EXERCISE GOAL:
Once you find the line with "I would be grateful if you could spot the black" in the entries below, return exactly every line from it through the line with "I would be grateful if you could spot the winglet".

(Referring expression pointing data)
-=-=-=-=-

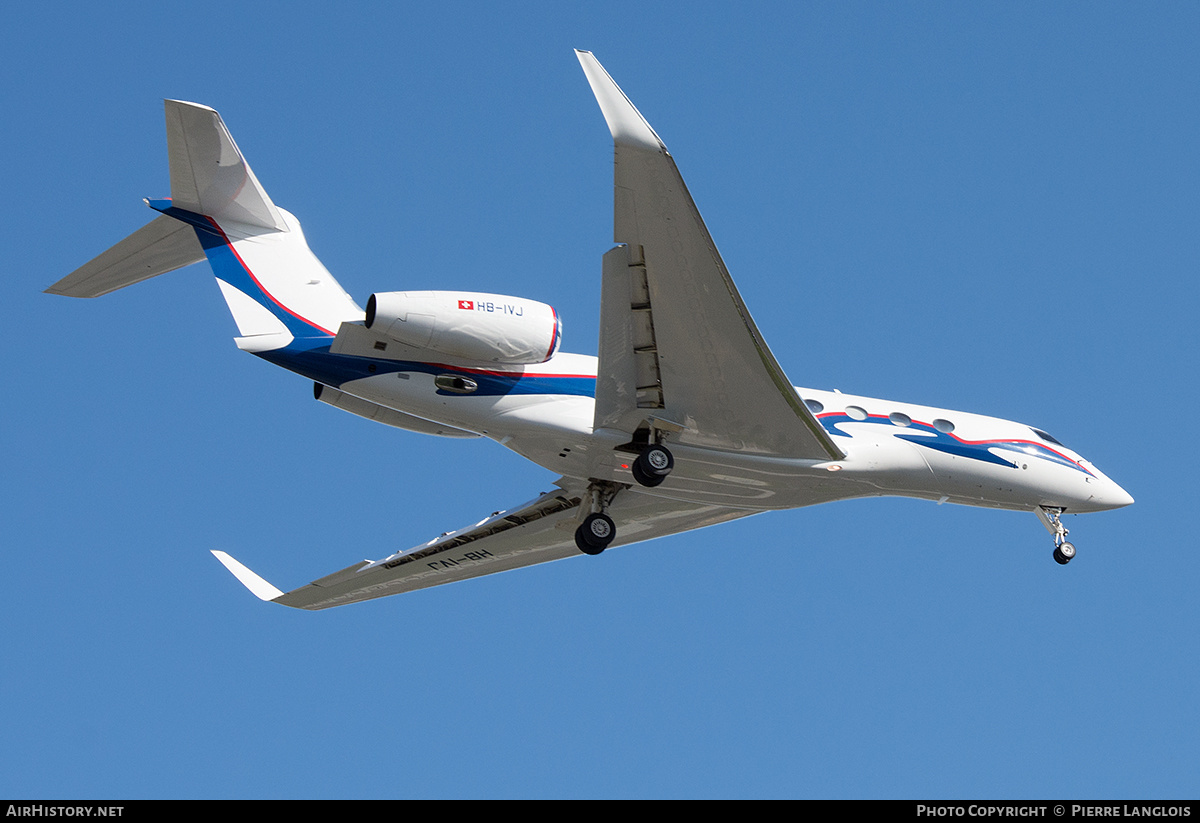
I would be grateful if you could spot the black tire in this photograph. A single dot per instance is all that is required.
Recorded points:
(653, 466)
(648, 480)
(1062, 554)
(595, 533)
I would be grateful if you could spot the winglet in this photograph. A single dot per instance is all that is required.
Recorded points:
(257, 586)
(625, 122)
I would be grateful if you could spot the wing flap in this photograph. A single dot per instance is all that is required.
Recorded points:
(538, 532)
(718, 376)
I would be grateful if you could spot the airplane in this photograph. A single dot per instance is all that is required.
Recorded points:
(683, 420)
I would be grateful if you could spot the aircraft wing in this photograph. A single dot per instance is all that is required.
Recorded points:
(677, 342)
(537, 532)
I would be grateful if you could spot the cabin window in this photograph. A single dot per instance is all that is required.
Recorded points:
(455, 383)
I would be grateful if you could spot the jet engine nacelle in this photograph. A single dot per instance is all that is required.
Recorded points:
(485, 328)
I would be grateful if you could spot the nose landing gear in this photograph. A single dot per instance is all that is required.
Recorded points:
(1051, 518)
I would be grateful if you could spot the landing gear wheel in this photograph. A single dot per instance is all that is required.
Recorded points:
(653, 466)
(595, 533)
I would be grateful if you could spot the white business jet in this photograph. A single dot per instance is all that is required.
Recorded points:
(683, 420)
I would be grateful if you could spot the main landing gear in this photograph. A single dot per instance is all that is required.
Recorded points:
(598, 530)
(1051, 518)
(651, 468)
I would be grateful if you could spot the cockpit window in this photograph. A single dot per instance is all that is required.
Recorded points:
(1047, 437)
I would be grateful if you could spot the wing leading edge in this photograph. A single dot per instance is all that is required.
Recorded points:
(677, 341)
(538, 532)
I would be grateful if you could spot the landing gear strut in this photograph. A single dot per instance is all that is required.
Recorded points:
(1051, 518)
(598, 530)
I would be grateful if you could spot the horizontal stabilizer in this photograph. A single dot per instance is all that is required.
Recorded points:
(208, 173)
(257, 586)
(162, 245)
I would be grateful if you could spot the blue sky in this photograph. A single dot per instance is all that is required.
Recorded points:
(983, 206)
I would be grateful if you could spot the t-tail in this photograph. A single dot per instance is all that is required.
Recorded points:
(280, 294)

-=-=-=-=-

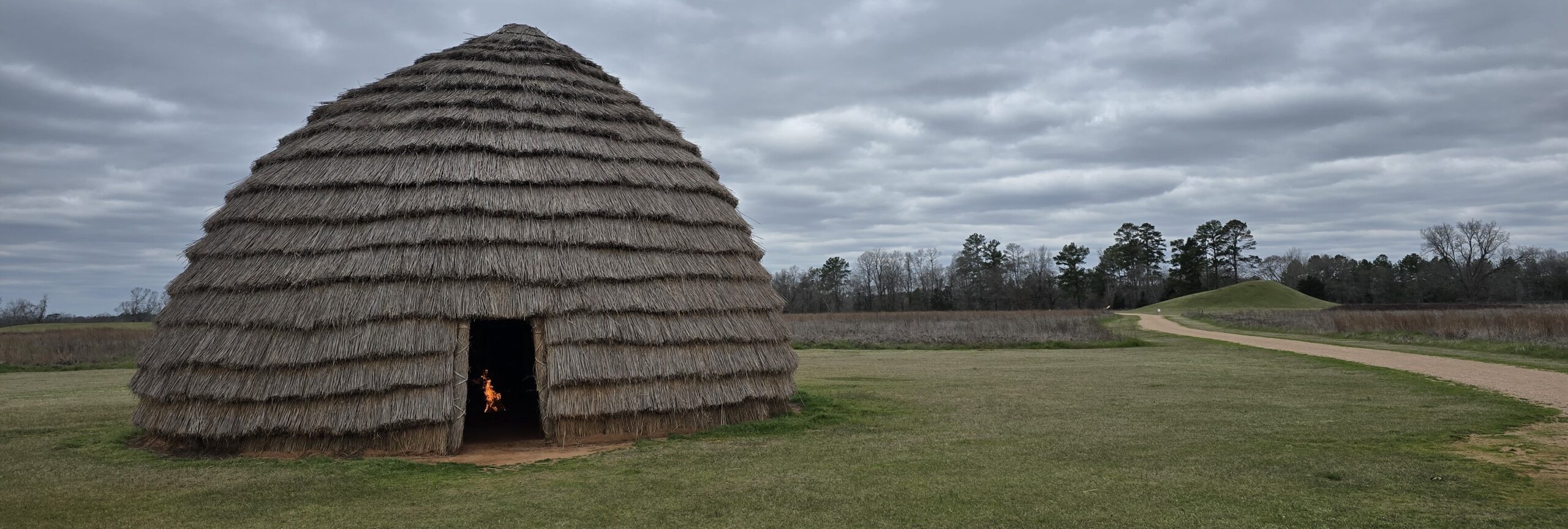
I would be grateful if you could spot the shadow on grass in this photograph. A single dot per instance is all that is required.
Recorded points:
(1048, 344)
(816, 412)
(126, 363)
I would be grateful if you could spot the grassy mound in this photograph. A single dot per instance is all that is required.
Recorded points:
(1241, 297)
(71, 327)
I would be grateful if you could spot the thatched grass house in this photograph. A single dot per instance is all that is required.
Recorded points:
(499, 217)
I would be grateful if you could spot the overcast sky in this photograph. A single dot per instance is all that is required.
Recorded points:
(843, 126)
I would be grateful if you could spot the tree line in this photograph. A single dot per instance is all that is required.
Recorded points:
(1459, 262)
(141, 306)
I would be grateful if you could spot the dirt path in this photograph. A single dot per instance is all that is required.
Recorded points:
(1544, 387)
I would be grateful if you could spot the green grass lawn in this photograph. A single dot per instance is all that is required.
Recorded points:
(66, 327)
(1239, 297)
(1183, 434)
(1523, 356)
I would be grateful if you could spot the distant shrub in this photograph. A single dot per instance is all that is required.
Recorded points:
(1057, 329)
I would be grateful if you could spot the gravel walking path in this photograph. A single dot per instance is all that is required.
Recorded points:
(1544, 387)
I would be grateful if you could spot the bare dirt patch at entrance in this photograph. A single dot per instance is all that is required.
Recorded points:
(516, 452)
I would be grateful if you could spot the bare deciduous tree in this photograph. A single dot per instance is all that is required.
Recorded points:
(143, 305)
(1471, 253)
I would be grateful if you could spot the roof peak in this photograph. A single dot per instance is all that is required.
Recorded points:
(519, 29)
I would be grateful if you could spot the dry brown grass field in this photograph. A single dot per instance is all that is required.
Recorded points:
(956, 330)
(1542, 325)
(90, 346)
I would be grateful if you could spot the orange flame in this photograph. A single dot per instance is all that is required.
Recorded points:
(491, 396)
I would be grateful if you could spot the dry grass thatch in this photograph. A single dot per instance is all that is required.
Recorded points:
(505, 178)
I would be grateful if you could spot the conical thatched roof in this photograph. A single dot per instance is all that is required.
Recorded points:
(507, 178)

-=-=-=-=-

THE ANSWER:
I would be grateful if you could spot the black tire in this photograph. A single dot per instance is all that is required.
Recorded points:
(653, 466)
(648, 480)
(1062, 554)
(595, 533)
I would be grateful if you could spot the winglet in this photograph. A single dot per instance is all that is required.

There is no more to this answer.